• SELECTED EXTRACT:
· · ·

Debussy was not very good at working to order, not very interested in composing virtuoso music and not very knowledgeable about the saxophone. So, really, when a rich American called Elisa Hall asked him to write a piece for saxophone and orchestra, he shouldn’t have agreed to do it. But, being short of money at the time, he did agree and, having no taste for the work, got on with other things instead. He was not to get away with it, however.

Mrs Hall had been advised to take up a wind instrument by her doctor husband to help her recover from the after-effects of a serious illness and, having chosen an instrument with not much of a repertoire, she was determined to enlarge it by commissioning scores from a variety of composers. In the summer of 1903, more than a year after she had paid him for it, she called on Debussy at his home in rue Cardinet in Paris to enquire about her saxophone piece. Naturally, since the fee had long been spent, he was embarrassed into making a start on it but, as he wrote to a friend, he had problems: “The saxophone is a reed animal whose habits I know nothing about. Does it like the romantic tenderness of the clarinet or the slightly vulgar irony of the sarrusophone?” Hearing her play another piece she had commissioned, Vincent d’Indy’s Chorale varié, in Paris in 1904 did nothing to inspire him. On the contrary. Although he was still worrying about the long-suffering “saxophone woman” in 1905, he never actually finished the work. He got as far as sending her a sketch in 1911 but that was the end of it as far as he was concerned. The score was completed only in 1919, after the composer’s death, by his old friend and colleague Jean Roger-Ducasse.

· · ·

(Object location annotation data)
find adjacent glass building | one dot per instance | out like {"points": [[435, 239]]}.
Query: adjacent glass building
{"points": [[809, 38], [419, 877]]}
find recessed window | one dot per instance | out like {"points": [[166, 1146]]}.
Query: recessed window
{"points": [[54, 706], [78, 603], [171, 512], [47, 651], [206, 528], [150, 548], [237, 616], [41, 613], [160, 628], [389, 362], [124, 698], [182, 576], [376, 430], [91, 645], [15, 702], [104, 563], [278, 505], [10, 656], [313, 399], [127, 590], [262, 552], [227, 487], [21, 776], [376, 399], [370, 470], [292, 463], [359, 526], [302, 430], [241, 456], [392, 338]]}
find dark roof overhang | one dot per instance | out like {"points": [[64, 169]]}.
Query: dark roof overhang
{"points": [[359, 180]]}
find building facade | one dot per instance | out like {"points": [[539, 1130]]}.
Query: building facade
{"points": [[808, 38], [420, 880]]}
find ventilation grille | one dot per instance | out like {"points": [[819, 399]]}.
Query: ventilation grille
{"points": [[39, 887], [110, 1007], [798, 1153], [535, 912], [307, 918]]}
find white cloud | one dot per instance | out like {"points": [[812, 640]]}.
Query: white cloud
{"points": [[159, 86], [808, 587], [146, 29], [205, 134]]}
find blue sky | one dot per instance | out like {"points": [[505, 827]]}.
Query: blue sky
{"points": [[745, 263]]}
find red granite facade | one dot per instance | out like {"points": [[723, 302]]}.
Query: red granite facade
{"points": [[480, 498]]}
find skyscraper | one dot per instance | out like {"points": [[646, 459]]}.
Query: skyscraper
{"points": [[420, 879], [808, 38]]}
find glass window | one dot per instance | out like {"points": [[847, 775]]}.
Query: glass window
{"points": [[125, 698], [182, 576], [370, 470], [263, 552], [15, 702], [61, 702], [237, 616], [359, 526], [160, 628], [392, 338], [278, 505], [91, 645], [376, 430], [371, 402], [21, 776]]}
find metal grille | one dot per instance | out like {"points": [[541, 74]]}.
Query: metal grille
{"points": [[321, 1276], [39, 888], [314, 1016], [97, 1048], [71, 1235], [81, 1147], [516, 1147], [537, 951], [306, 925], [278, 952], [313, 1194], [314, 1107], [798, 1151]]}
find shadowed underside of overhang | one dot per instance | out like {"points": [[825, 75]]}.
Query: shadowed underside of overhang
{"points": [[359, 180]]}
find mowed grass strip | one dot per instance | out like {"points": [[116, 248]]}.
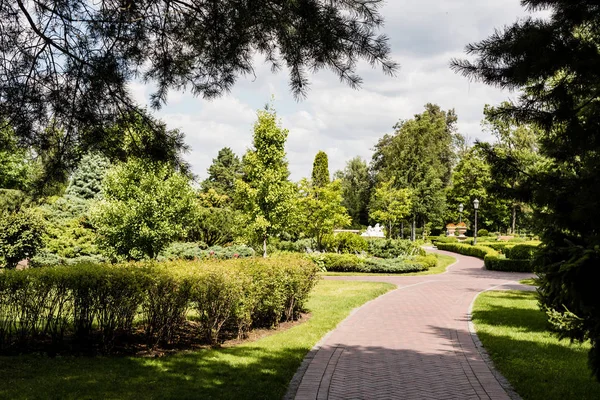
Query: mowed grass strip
{"points": [[254, 370], [443, 262], [539, 366]]}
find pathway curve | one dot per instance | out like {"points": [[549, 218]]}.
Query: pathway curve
{"points": [[411, 343]]}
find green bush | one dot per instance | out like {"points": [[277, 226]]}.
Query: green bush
{"points": [[498, 263], [21, 235], [390, 248], [97, 303], [345, 242], [467, 249], [521, 252]]}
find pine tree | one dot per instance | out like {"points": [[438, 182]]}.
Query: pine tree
{"points": [[554, 63], [320, 173]]}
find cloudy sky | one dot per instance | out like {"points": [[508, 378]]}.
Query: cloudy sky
{"points": [[343, 122]]}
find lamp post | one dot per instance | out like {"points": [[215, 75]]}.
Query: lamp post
{"points": [[476, 207]]}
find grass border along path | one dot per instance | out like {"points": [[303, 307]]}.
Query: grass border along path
{"points": [[516, 335], [253, 370], [444, 262]]}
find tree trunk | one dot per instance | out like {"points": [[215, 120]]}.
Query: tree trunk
{"points": [[514, 220]]}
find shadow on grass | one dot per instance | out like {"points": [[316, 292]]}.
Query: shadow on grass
{"points": [[233, 373]]}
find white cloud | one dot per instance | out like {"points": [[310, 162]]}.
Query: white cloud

· · ·

• EXERCISE REQUIREMENTS:
1) Rewrite the paragraph of the passage on Debussy's saxophone piece that begins "Debussy was not very good at working to order" more briefly, keeping its main facts.
2) Edit the part of the passage on Debussy's saxophone piece that opens with the words containing "Debussy was not" and closes with "with it, however.", replacing "short of money" with "low on funds".
The records are material separate from the text.

• RESPONSES IN ORDER:
1) Debussy disliked working to order, had little interest in virtuoso music and knew little about the saxophone. He should therefore have refused when a rich American, Elisa Hall, asked him for a piece for saxophone and orchestra. Being short of money, he agreed, then turned to other things instead, though he would not get away with it.

2)
Debussy was not very good at working to order, not very interested in composing virtuoso music and not very knowledgeable about the saxophone. So, really, when a rich American called Elisa Hall asked him to write a piece for saxophone and orchestra, he shouldn’t have agreed to do it. But, being low on funds at the time, he did agree and, having no taste for the work, got on with other things instead. He was not to get away with it, however.